Extrait du document ::
INTERVIEW | Dans l’univers du luxe, les marques ont une valeur inestimable. Qu’elles soient patronymiques comme Dior ou Chanel ou créées ex nihilo, il faut savoir les protéger. Me Emmanuelle Hoffman est l’une des plus grandes spécialistes en France du secteur. Les conseils qu’elle donne dans cette interview sont précieux.
Cet article est issu du numéro 25 – hiver 2023, de Forbes France
Les marques de luxe sont-elles confrontées à plus de problèmes que les autres en matière juridique ?
EMMANUELLE HOFFMAN : Les marques de luxe ne sont pas nécessairement confrontées à davantage de problèmes juridiques que les autres marques, mais elles ont des préoccupations juridiques spécifiques en raison de la nature de leurs produits ou services, de leur image de marque, de leur degré d’exposition et de leurs larges visibilité et rayonnement. Elles sont souvent la cible de contrefacteurs en raison de la valeur et de l’attrait de leurs produits ou services et doivent être particulièrement vigilantes pour protéger leurs droits de propriété intellectuelle, tant leurs marques que leurs créations. Ainsi, des pôles de veille juridique ou veille anti-contrefaçon peuvent être développés au sein des groupes de luxe, ou externalisés auprès de conseils spécialisés en droit de la propriété intellectuelle. Les marques de luxe se doivent également d’être attentives à leur image et leur réputation du fait des attentes, des émotions et des rêves qu’elles suscitent. Elles peuvent par exemple être confrontées à des problèmes juridiques liés à des prises de position parfois politiques, ou à celles de personnes avec qui elles s’associent ou qui promeuvent leur image dans le cadre de collaborations (cobranding, influenceurs, mannequins, etc.). Plus généralement les marques de luxe se doivent d’être exemplaires, tant dans leur management que dans leur production, leur circuit de distribution ou encore le respect des réglementations en vigueur au risque de répercussions immédiates sur les résultats financiers.
Comment protéger durablement et efficacement le nom d’une marque de luxe ?

Lignes de données ::
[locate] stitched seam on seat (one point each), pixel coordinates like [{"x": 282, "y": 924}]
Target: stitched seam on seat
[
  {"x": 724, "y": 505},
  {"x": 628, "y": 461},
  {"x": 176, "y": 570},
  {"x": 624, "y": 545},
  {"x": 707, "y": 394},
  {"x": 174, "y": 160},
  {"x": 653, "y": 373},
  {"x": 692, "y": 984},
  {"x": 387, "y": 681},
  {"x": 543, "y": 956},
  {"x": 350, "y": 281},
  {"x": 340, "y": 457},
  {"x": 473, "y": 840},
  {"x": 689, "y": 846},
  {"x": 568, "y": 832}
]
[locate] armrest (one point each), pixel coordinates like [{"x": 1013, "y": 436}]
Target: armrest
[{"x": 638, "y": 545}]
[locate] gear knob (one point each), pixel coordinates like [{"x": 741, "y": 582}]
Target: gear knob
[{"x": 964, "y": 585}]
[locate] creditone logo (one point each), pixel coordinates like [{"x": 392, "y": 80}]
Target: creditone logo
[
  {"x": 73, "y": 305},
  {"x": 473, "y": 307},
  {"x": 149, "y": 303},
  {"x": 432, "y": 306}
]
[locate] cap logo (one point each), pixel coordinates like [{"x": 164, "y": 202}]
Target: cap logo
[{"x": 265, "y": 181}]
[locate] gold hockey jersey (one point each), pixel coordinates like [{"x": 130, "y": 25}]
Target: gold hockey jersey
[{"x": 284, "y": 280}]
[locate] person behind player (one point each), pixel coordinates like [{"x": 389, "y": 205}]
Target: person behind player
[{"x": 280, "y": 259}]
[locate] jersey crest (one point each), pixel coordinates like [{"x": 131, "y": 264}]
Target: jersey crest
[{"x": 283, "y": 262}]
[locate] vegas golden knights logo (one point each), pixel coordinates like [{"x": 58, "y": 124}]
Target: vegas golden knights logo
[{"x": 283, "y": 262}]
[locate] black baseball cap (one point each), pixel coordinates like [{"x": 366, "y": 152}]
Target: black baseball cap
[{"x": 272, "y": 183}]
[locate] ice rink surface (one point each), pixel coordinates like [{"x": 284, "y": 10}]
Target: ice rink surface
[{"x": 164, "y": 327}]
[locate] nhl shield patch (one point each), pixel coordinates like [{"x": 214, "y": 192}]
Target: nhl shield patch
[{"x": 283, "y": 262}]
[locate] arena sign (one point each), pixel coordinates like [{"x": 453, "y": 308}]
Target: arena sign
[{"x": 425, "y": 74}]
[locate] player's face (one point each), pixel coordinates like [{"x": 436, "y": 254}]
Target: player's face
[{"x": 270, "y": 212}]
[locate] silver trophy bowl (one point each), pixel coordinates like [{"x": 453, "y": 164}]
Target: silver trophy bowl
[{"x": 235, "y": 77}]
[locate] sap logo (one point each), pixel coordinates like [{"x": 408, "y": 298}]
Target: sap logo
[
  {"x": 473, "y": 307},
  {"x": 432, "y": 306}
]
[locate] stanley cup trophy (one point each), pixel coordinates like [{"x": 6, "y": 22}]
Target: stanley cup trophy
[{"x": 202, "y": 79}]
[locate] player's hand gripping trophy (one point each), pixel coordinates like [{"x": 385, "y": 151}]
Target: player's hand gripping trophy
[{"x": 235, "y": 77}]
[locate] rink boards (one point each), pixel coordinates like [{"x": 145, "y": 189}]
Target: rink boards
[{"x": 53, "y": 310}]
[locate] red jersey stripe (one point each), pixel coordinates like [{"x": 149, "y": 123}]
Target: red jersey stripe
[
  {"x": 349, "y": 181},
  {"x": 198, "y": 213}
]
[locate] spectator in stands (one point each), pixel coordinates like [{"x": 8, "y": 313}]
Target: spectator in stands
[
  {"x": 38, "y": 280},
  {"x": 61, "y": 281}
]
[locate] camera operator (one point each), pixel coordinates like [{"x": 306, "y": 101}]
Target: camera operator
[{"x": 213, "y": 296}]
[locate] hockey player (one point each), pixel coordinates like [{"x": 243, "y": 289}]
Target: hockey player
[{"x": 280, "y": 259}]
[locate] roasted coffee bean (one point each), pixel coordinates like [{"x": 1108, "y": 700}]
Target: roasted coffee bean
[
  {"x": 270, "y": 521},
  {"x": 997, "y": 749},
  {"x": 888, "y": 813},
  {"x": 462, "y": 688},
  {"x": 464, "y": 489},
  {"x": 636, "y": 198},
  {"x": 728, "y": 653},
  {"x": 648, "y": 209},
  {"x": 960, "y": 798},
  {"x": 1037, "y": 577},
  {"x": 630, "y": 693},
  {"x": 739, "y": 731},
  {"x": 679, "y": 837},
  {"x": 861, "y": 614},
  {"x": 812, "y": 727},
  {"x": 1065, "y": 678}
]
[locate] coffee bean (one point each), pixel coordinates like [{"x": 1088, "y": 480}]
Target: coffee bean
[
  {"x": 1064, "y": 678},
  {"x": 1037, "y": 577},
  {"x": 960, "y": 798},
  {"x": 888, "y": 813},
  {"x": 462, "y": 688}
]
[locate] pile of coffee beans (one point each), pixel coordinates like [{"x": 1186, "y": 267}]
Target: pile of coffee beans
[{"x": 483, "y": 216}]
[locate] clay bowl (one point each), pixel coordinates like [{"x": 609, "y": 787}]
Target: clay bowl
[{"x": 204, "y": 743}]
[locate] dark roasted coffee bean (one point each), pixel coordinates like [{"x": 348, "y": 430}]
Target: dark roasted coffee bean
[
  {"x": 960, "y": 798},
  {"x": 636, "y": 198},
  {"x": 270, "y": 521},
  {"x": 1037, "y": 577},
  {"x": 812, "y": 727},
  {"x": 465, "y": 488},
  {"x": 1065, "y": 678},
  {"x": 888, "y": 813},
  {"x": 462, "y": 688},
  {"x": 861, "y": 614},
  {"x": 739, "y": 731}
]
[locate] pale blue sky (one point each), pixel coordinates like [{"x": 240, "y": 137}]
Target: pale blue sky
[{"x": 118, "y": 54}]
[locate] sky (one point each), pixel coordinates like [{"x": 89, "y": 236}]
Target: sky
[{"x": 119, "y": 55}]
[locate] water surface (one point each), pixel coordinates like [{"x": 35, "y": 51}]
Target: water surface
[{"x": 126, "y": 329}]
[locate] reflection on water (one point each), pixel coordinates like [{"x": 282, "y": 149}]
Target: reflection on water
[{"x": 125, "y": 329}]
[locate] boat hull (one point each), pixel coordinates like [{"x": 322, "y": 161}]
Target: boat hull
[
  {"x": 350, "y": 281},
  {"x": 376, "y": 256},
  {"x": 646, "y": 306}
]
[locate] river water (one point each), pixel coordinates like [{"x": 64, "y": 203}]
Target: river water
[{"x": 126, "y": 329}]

Consigne ::
Recopiez fidèlement le passage de l'interview sur les marques de luxe qui commence par « INTERVIEW | Dans » et se termine par « matière juridique ? ». Les enregistrements forment un matériau à part, distinct de l'interview sur les marques de luxe.

Réponse ::
INTERVIEW | Dans l’univers du luxe, les marques ont une valeur inestimable. Qu’elles soient patronymiques comme Dior ou Chanel ou créées ex nihilo, il faut savoir les protéger. Me Emmanuelle Hoffman est l’une des plus grandes spécialistes en France du secteur. Les conseils qu’elle donne dans cette interview sont précieux.
Cet article est issu du numéro 25 – hiver 2023, de Forbes France
Les marques de luxe sont-elles confrontées à plus de problèmes que les autres en matière juridique ?